> _Exercise_
Pull out every line of the material that contains the word "white", matching case exactly.

((

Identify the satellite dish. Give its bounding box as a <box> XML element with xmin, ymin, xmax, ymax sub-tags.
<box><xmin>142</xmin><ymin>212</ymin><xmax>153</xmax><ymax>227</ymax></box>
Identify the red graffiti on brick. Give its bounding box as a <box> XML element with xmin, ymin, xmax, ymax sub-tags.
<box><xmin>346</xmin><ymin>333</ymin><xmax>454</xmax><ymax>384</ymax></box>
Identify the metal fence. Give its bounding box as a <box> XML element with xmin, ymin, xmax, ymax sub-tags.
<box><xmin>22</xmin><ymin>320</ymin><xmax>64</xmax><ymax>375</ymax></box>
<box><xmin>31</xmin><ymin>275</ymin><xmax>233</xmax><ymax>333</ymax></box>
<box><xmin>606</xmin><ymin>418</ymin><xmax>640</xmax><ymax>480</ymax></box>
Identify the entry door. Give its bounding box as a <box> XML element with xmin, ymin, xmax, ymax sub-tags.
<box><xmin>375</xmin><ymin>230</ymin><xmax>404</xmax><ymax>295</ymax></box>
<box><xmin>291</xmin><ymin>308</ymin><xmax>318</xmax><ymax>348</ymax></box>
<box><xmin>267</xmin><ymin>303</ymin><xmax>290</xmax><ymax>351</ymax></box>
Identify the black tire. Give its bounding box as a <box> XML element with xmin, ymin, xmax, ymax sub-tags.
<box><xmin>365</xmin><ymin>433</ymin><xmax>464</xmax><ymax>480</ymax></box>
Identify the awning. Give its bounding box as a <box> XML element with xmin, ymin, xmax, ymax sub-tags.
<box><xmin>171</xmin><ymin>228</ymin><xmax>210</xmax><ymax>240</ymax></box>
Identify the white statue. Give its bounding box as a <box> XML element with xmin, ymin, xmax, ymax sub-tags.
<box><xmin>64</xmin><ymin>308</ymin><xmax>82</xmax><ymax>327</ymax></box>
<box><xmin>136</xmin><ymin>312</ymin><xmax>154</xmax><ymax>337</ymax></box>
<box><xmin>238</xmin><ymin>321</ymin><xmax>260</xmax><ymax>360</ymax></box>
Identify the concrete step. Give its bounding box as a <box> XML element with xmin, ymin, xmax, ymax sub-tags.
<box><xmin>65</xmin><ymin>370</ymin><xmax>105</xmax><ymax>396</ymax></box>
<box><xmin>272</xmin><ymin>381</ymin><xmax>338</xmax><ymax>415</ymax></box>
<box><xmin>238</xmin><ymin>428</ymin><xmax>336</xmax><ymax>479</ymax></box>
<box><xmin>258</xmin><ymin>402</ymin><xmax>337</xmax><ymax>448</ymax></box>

))

> _Full solution_
Identify the white statue. Give its bounding box as a <box> XML element with xmin, ymin, xmax, ymax sub-tags.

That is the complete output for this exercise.